Over the last couple months, I’ve been on a new medication that has given me the primary side-effects of drier skin along with more joint and muscle aches. One of the potential side effects is horrible sunburn, so it’s probably for the best that I’ll be doing the majority of this course of medication during the less sunny months of the year, but the losing battle I’m fighting against keeping my skin from drying out and bleeding all the time has me wondering if maybe it’d be better to have waited for the spring when the heat wasn’t on full-blast at work. I mean, the humidity dropping into the single digits in my workplace is rough enough during a normal year and thowing a medication side-effect that is causing my skin to dry out in places it never has before (namely my face, though everywhere else is also drying out worse than it ever has before) has me feeling pretty exhausted most days. Which might also be another side-effect of the medication I’m on, but that’s difficult to say one way or another given my penchant for insomnia and that moving through the stiffness that accompanies the joint aches requires more effort on my part than moving around usually does. Still, given why I’m taking the medication, it’s probably worth it. After all, these side effects are a temporary problem and the medication will hopefully fix a long term issue (and all signs to point to it fixing that issue, so far, even after only two and a half months).

WORK ORDER A: List the primary side effects that the writer of the post on medication side effects reports experiencing.
WORK ORDER B: According to the post on medication side effects, how long has the writer been taking the medication?
WORK ORDER C: Write the next part of the post on medication side effects, continuing after its final sentence.
The items that follow have no connection to the post on medication side effects.

RECORDED INFORMATION:

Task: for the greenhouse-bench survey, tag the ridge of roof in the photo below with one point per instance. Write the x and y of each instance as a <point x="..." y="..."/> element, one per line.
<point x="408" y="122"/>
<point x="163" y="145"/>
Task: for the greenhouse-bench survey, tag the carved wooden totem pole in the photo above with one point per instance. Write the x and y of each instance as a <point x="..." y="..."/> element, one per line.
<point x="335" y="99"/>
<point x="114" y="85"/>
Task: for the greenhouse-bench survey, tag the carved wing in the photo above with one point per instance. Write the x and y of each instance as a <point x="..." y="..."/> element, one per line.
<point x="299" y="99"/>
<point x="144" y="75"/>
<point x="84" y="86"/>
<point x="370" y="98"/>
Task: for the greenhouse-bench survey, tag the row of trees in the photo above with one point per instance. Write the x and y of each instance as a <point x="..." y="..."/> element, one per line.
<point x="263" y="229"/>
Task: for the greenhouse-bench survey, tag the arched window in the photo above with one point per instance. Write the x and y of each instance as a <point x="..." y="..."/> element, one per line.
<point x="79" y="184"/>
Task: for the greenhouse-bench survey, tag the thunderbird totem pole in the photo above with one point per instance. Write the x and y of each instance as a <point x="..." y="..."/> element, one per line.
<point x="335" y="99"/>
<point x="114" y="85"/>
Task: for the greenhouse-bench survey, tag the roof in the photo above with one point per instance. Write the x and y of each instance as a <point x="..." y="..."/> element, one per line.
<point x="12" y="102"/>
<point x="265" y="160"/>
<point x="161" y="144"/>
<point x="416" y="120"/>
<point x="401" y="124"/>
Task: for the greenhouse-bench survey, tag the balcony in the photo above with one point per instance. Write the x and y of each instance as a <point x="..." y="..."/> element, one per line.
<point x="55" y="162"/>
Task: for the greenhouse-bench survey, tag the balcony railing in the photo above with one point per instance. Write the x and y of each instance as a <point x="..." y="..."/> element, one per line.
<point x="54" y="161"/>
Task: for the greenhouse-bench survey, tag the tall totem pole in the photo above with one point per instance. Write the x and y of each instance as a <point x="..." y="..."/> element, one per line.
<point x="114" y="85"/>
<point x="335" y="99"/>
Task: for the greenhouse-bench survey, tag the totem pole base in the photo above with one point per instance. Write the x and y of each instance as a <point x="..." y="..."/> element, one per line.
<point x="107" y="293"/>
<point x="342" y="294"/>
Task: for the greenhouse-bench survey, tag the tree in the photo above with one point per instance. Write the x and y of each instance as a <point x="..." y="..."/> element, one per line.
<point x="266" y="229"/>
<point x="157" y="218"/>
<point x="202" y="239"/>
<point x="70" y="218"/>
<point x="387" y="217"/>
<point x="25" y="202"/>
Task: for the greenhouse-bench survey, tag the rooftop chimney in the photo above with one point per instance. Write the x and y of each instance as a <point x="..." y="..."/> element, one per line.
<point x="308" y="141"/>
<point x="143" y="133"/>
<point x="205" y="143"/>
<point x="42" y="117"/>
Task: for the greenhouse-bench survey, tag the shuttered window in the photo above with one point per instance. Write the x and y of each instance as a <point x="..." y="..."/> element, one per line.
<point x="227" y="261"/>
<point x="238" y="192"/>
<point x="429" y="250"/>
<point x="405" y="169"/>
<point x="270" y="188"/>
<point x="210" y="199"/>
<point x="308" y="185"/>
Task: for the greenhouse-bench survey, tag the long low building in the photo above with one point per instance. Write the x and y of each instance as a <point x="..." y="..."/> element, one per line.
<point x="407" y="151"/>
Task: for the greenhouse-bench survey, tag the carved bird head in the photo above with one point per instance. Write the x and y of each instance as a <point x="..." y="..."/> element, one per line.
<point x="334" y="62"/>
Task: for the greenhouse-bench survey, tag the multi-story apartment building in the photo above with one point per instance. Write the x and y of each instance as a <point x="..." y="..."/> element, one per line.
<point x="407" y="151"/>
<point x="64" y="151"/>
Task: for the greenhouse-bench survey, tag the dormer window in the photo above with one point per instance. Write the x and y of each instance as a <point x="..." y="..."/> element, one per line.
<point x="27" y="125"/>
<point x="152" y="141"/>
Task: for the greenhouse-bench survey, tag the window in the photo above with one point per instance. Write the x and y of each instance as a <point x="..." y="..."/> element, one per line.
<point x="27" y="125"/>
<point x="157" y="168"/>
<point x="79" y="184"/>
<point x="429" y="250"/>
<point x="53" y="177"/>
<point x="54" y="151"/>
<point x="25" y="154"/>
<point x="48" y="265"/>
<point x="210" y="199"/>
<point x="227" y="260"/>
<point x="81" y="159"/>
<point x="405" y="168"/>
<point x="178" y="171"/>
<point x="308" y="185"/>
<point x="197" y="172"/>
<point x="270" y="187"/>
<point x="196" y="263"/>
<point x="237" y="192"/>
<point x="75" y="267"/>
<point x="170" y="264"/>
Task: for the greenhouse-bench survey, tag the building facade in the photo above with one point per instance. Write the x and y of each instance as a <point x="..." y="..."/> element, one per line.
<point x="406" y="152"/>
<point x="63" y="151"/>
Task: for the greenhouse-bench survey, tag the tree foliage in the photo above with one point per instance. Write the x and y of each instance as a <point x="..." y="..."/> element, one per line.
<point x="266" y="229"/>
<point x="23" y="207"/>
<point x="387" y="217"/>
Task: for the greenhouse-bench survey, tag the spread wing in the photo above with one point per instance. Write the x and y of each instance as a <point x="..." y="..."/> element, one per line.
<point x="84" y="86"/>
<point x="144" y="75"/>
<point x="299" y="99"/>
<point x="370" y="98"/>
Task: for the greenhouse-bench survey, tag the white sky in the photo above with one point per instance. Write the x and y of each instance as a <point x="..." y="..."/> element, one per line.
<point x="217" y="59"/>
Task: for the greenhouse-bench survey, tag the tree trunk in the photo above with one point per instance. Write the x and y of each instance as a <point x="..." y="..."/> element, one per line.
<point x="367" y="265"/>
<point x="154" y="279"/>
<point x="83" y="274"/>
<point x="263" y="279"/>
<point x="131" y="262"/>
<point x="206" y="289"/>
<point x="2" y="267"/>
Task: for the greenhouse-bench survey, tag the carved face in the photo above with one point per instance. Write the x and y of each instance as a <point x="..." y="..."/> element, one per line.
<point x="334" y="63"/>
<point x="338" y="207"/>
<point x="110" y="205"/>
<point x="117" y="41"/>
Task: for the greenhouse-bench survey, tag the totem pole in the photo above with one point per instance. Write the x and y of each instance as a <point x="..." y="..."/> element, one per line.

EXPECTED OUTPUT A:
- Drier skin
- Joint aches
- Muscle aches

EXPECTED OUTPUT B: Two and a half months.

EXPECTED OUTPUT C:
What I’ve learned over my winter break is that I need to avoid skipping my workout routine. I wound up trying to treat my complete exhaustion by not working out for a bit during the start of my holiday vacation, but I gradually felt worse and worse as the days passed. Initially, some of that was a result of how sick I felt when my daily tension disappeared and the pressure that was holding me together vanished so quickly I had no choice but to briefly fall apart. As the two weeks passed, though, it became clear that there was something else going on. Given my potential exposure to Covid (due to visiting a friend who turned up Covid-positive two days later) on top of the rise in cases in the US, I thought that might be an explanation since I was also feeling a little sniffly, but all my Covid tests have come back negative and I discovered that I’d forgotten to refill the water well in my CPAP machine, which tends to make me extra goopy since I’m getting dry air forced through my nose all night rather than the appropriately damp stuff. Once I’d elimiated everything else, I pushed myself into a workout and discovered that, despite feeling like absolute shit for two days afterwards, when I needed to do was keep my body moving so it didn’t have a chance to stiffen up.
Now, a couple days into my full workout routine, I can feel the difference. Sure, my muscles ache a bit after being put to heavy use (especially heavy given what I’ve been up to at work these same couple days), but my entire body feels looser. My joints are still achey, but they don’t feel stiff anymore. I don’t know that I’d say that I feel better than I did before I restarted my workout routine, but I no longer feel like my body is slowly seizing up and that’s pretty great. I don’t know how far this feeling of relief will carry me into my workout routine (I doubt it will make it through next week, when I’m working out every day and also doing ten hour work days again), but at least I know that I need to keep these workouts as more of a priority than I usually do. That won’t help me feel better about doing them, but it will help me convince myself to do them regardless of how I feel and, after half a year of struggling to keep my workouts consistent, I think I need that more than anything else.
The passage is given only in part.